Action item: Produce an exact copy of all the records.

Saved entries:
☆ ☆ ☆ ☆ ☆
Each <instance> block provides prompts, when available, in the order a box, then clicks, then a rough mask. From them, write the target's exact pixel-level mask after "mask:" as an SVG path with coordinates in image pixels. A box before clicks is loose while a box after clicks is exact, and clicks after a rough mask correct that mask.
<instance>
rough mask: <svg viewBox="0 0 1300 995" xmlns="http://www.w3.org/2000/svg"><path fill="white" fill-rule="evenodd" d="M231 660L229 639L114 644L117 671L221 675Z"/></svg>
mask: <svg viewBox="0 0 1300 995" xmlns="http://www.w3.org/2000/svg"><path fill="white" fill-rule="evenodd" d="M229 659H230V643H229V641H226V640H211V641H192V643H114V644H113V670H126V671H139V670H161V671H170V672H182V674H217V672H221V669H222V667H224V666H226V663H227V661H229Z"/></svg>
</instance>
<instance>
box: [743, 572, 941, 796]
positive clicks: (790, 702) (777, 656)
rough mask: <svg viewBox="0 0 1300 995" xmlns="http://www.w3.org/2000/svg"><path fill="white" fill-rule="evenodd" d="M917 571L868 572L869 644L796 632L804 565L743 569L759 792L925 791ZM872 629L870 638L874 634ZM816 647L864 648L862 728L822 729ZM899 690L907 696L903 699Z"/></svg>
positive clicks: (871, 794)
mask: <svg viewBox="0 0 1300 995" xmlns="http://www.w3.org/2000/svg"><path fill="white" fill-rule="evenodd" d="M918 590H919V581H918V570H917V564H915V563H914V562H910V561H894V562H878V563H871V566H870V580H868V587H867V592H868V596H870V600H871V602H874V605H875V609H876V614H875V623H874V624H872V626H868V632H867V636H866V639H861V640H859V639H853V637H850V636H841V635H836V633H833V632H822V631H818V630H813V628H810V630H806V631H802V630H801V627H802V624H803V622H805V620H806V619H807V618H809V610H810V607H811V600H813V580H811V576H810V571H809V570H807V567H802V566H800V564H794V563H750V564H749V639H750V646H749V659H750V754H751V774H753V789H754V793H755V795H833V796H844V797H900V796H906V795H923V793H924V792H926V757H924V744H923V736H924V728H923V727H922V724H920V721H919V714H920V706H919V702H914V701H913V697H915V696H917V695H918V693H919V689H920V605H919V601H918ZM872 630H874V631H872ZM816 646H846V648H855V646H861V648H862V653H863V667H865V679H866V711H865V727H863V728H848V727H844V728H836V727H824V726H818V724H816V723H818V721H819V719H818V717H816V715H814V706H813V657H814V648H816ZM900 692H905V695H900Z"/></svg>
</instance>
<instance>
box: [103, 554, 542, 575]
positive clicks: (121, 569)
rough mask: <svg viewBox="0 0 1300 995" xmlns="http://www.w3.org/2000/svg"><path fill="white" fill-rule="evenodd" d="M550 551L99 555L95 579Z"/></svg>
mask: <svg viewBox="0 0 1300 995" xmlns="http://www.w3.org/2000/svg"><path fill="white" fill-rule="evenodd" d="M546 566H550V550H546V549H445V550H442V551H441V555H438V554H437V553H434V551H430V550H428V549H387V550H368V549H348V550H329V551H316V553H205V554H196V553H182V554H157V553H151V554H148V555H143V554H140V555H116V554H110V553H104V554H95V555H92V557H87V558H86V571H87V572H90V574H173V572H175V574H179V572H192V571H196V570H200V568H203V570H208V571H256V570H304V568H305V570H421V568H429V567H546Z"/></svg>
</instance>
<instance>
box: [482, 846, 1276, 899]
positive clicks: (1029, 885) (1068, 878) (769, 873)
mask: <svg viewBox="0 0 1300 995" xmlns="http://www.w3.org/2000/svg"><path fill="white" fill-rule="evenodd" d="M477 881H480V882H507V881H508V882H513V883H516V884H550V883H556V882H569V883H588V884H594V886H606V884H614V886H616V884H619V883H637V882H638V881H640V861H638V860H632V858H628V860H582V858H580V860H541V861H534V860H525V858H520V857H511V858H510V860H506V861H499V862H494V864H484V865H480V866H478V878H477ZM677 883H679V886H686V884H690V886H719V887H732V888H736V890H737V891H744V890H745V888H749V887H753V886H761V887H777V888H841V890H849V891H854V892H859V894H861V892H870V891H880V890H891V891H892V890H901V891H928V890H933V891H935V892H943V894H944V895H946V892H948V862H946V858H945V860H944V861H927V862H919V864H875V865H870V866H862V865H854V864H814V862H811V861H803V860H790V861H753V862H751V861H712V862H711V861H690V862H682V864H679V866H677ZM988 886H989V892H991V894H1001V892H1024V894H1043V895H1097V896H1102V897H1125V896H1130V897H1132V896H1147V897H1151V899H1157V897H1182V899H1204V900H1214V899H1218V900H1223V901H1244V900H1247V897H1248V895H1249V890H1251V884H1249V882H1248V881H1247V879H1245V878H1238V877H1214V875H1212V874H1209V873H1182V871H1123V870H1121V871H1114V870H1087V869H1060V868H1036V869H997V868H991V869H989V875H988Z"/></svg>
☆ ☆ ☆ ☆ ☆
Answer for the task:
Each <instance> block provides prompts, when available, in the order a box, then clicks, then a rough mask. From them, write the target's exact pixel-level mask after "mask:" as an SVG path with coordinates in image pixels. A box before clicks is loose while a box after clicks is exact, and clicks after a rough mask correct that mask.
<instance>
rough mask: <svg viewBox="0 0 1300 995" xmlns="http://www.w3.org/2000/svg"><path fill="white" fill-rule="evenodd" d="M231 660L229 639L114 644L117 671L221 675Z"/></svg>
mask: <svg viewBox="0 0 1300 995" xmlns="http://www.w3.org/2000/svg"><path fill="white" fill-rule="evenodd" d="M229 659H230V643H229V641H226V640H211V641H192V643H114V644H113V670H126V671H139V670H161V671H170V672H182V674H217V672H221V669H222V667H224V666H226V663H227V661H229Z"/></svg>
</instance>
<instance>
box: [743, 572, 941, 796]
positive clicks: (790, 702) (777, 656)
rough mask: <svg viewBox="0 0 1300 995" xmlns="http://www.w3.org/2000/svg"><path fill="white" fill-rule="evenodd" d="M917 571L868 572L869 644L796 632L804 565L743 569L759 792L925 791ZM872 629L870 638L874 634ZM816 647L864 648L862 728L822 729ZM899 690L907 696L903 699Z"/></svg>
positive clicks: (871, 794)
mask: <svg viewBox="0 0 1300 995" xmlns="http://www.w3.org/2000/svg"><path fill="white" fill-rule="evenodd" d="M918 590H919V581H918V570H917V564H915V563H914V562H910V561H894V562H878V563H871V566H870V580H868V587H867V592H868V596H870V600H871V602H874V605H875V609H876V614H875V623H874V624H872V626H868V632H867V636H866V639H861V640H859V639H853V637H850V636H841V635H836V633H833V632H822V631H818V630H813V628H810V630H806V631H802V630H801V627H802V624H803V622H805V620H806V619H807V618H809V610H810V607H811V600H813V580H811V576H810V571H809V570H807V567H802V566H800V564H794V563H750V564H749V639H750V646H749V659H750V754H751V774H753V789H754V793H755V795H833V796H844V797H900V796H906V795H923V793H924V792H926V757H924V744H923V736H924V728H923V727H922V724H920V721H919V714H920V706H919V702H914V701H913V697H915V696H917V695H918V693H919V689H920V605H919V601H918ZM872 630H874V631H872ZM816 646H846V648H855V646H861V648H862V653H863V667H865V679H866V711H865V727H863V728H848V727H844V728H836V727H824V726H818V724H816V723H818V721H819V719H818V717H816V715H814V706H813V657H814V648H816ZM900 692H905V695H900Z"/></svg>
</instance>
<instance>
box: [103, 554, 542, 575]
positive clicks: (121, 569)
rough mask: <svg viewBox="0 0 1300 995" xmlns="http://www.w3.org/2000/svg"><path fill="white" fill-rule="evenodd" d="M550 551L99 555L95 579Z"/></svg>
mask: <svg viewBox="0 0 1300 995" xmlns="http://www.w3.org/2000/svg"><path fill="white" fill-rule="evenodd" d="M546 566H550V550H546V549H445V550H442V551H441V555H438V554H437V553H434V551H430V550H428V549H387V550H368V549H348V550H329V551H316V553H205V554H196V553H182V554H157V553H151V554H148V555H143V554H140V555H116V554H110V553H104V554H95V555H92V557H87V558H86V571H87V572H90V574H173V572H175V574H179V572H192V571H196V570H200V568H203V570H208V571H256V570H304V568H305V570H421V568H429V567H546Z"/></svg>
</instance>
<instance>
box: [482, 846, 1276, 899]
positive clicks: (1029, 885) (1068, 878) (769, 873)
mask: <svg viewBox="0 0 1300 995" xmlns="http://www.w3.org/2000/svg"><path fill="white" fill-rule="evenodd" d="M477 881H480V882H507V881H508V882H513V883H516V884H550V883H556V882H569V883H588V884H594V886H606V884H614V886H616V884H619V883H637V882H638V881H640V861H638V860H632V858H628V860H582V858H580V860H541V861H534V860H525V858H520V857H511V858H510V860H506V861H499V862H494V864H484V865H480V866H478V878H477ZM677 883H679V886H686V884H690V886H719V887H732V888H736V890H737V891H744V890H745V888H749V887H753V886H761V887H777V888H841V890H849V891H854V892H859V894H861V892H870V891H880V890H891V891H892V890H901V891H928V890H933V891H935V892H943V894H944V895H946V892H948V862H946V858H945V860H944V861H927V862H919V864H875V865H870V866H862V865H854V864H814V862H811V861H803V860H790V861H753V862H751V861H712V862H711V861H690V862H682V864H679V866H677ZM988 886H989V892H991V894H1001V892H1024V894H1043V895H1097V896H1102V897H1125V896H1130V897H1132V896H1147V897H1151V899H1157V897H1182V899H1204V900H1214V899H1218V900H1223V901H1244V900H1247V897H1248V895H1249V890H1251V884H1249V882H1248V881H1247V879H1245V878H1238V877H1214V875H1212V874H1209V873H1182V871H1123V870H1121V871H1114V870H1087V869H1060V868H1036V869H997V868H991V869H989V875H988Z"/></svg>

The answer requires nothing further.